### KUTIPAN TEKS
········

SEMARANG, iNewsJoglosemar.id - Trima Rahayu, perempuan penyandang disabilitas aktif melakukan pengawasan mandiri terhadap tahapan-tahapan Pemilu 2024. Dia juga peduli terhadap pendidikan politik anak didiknya di Yayasan Penderita Anak Cacat (YPAC) Kota Semarang Jawa Tengah.
Meskipun para siswanya telah mencapai usia pemilih, namun Trima Rahayu menyadari bahwa mereka masih perlu pemahaman yang lebih baik tentang menggunakan hak pilih. Edukasi politik mesti sering dilakukan secara benar agar peserta didik paham.
Perempuan berusia 53 tahun itu menjelaskan jumlah surat suara serta tiga pasangan calon presiden dan calon wakil presiden yang akan berlaga pada Pemilu 2024. Sehari sebelum pencoblosan, dia memastikan delapan siswa kelas Pravokasi yang diampunya telah terdaftar dan mendapat undangan sebagai pemilih.
“Mereka ini punya dua usia, yaitu usia fisik dan usia mental. Meski usianya sudah lebih dari 17 tahun, tapi mentalnya kadang bisa baru 10 atau 12 tahun,” ujar Trima Rahayu yang biasa dipanggil Bu Yayuk oleh anak didiknya, Senin (12/2/2024).

········

### DATA YANG DIBERIKAN
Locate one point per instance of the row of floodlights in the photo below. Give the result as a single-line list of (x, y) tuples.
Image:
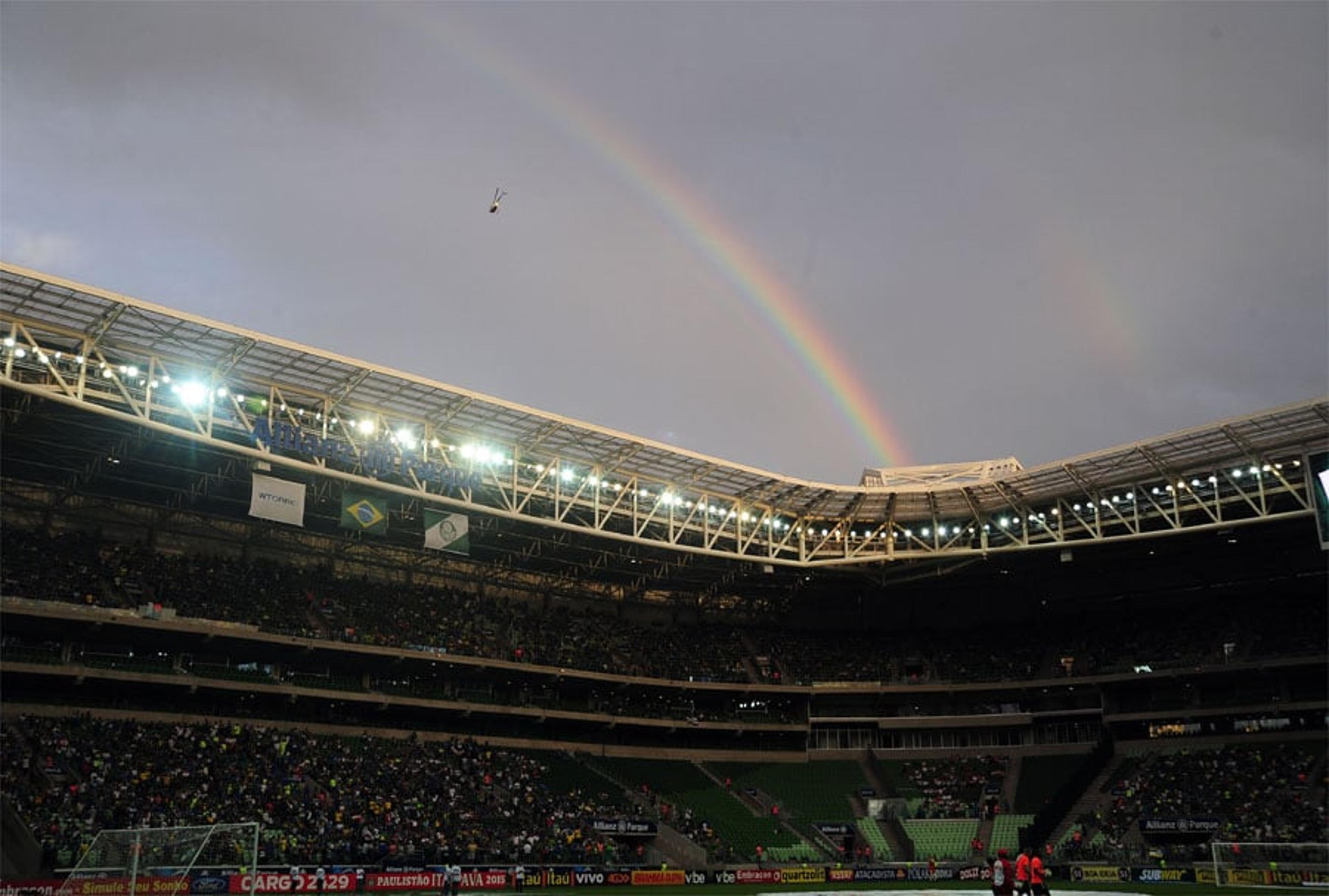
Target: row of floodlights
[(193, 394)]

········

### SOAL 1
Tuliskan ulang kutipan dari "Meskipun para siswanya" sampai "peserta didik paham.", tetapi tukar "Edukasi politik" dengan "Pendidikan politik".
### SOAL 2
Berapa saja usia dalam tahun yang disebutkan dalam kutipan?
Daftar di atas tidak diperlukan.

### JAWABAN TERTULIS 1
Meskipun para siswanya telah mencapai usia pemilih, namun Trima Rahayu menyadari bahwa mereka masih perlu pemahaman yang lebih baik tentang menggunakan hak pilih. Pendidikan politik mesti sering dilakukan secara benar agar peserta didik paham.

### JAWABAN TERTULIS 2
53 tahun, 17 tahun, 10 tahun, dan 12 tahun.